**Page extract**:
● ● ●
Friday, May 22, 2009

First day of the rest of my career

Well what a ride it's been. Just yesterday, I spent the whole morning making my case for tenure. You see, I am a university professor, and getting tenure is like finally getting past the probationary period for your job. Except our probation lasts about 5 years! And by the time you reach it, you are probably pushing 40 and have a wife and kids. Losing your job at this stage of life can be quite traumatic.

So, you spruce up your CV (curriculum vitae) and hand it into your department. That's accompanied by a process to choose outside people who could act as references and offer their opinions on how good you are. The department solicits letters from some of those external referees, then looks at those letters in combination with your teaching and research record, then finally comes to a decision: yes or no. In my case, it was "no".

Luckily, it's a multi-level process, and the next level up (the faculty-level committee), overturned the decision, and I was back on track. However, in these mixed-opinion cases, the president makes his decision in line with the department's decision. Hence, as of Jan. 26, I had officially been denied tenure.
● ● ●
Records from a point-labeling collection

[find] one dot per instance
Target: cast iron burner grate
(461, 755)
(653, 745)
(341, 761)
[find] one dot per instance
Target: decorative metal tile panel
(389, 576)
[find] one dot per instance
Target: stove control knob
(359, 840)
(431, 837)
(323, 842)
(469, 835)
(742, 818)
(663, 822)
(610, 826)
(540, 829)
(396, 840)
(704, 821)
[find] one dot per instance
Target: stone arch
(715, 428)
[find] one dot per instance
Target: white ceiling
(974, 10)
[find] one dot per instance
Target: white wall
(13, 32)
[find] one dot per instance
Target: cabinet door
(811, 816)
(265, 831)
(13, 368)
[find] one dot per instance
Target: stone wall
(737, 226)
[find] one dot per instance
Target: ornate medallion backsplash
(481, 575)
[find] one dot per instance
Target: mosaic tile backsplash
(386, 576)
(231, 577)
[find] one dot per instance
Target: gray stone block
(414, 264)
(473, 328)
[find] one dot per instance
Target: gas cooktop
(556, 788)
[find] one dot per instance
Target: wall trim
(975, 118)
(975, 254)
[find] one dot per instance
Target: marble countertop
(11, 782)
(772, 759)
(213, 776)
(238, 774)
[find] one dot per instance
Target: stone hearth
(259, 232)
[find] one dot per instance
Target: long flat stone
● ● ●
**What you need to do**:
(a) Translate this sentence from the tenure blog post into French: "Losing your job at this stage of life can be quite traumatic."
(b) Continue the tenure blog post from the point at which it stops.
The data are not required for any of this work.

**Answers for this exercise**:
(a) Perdre son emploi à ce stade de la vie peut être assez traumatisant.

(b)
What does that mean? It's pretty much all-or-nothing. Either one GETS tenure and is guaranteed job security for the rest of their career, or one is DENIED tenure and has to leave their job within a year. So, as it stood, I was facing changing jobs within the next year (and in THIS economic climate).

As one would hope, there is an appeal process for tenure. Naturally, I appealed my negative tenure decision. Then it becomes a miniature court case with a 3-person jury (a tribunal) consisting of other professors. Choosing the tribunal members is very much like jury selection; I suggest a list of names, as does my opposition (the university, represented by the top-top-top brass... the president himself or the VP Academic and Provost). We each get a chance to "OK" people on each others' lists, and the tribunal is chosen from those names.

My hearing was yesterday morning. I gave my opening statement. Then we called a handful of witnesses. For each witness, we each got a chance to ask questions (me, my opposition, and the tribunal). Then I gave a brief closing statement, and it was all over. After that, the tribunal deliberated.

At 4pm, I received a phone call telling me that they had come to a decision... to GRANT TENURE.

I'm not a religious man (to say the least), but "Thank you Lord Jesus!" came to mind.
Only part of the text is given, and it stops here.